For the data that follows, report how many lines include the string "sprig", and write the number alone.

Start of Information shown

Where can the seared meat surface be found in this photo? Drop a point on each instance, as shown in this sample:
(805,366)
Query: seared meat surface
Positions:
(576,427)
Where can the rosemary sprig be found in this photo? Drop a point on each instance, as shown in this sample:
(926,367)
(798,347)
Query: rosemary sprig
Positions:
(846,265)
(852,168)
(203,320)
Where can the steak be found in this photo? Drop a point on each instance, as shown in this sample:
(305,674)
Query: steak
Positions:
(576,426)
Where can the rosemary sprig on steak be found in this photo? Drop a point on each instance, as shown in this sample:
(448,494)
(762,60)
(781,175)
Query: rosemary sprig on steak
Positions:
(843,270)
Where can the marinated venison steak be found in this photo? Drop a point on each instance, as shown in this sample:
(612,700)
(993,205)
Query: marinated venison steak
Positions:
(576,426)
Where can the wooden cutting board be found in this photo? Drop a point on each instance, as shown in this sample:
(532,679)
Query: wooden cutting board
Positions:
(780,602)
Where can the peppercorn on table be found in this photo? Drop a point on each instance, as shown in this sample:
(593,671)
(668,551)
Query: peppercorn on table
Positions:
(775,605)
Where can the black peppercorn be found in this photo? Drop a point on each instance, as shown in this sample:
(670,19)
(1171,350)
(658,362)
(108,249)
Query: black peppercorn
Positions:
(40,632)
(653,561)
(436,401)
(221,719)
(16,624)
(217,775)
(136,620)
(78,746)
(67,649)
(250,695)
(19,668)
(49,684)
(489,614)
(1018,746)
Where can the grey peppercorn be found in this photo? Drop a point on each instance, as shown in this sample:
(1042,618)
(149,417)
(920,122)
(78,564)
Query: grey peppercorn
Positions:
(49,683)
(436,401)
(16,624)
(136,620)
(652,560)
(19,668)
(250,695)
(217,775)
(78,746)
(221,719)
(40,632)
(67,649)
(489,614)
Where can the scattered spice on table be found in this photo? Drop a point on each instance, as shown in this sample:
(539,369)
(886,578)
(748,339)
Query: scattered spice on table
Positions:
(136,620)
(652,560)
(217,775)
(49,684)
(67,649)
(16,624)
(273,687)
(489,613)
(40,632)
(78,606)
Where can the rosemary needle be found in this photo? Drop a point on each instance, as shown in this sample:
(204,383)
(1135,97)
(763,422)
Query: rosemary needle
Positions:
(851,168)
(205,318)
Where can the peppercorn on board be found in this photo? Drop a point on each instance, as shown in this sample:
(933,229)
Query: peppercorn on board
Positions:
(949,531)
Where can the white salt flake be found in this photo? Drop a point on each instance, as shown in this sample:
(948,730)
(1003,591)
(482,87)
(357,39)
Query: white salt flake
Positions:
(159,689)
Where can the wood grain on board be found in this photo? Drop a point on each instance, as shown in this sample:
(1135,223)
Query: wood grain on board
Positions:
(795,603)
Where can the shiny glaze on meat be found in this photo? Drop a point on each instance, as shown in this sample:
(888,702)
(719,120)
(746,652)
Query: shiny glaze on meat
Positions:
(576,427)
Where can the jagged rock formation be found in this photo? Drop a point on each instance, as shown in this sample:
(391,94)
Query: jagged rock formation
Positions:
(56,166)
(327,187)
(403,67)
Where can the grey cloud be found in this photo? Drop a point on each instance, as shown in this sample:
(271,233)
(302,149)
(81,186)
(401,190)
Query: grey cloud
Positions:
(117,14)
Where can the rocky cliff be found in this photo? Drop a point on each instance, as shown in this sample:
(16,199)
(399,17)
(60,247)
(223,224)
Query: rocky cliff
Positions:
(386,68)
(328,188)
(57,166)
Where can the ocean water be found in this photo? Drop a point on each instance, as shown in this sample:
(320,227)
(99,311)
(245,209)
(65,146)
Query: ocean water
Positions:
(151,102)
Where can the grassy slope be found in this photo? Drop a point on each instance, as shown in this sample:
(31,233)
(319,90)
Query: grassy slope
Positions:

End of Information shown

Solved problem: 4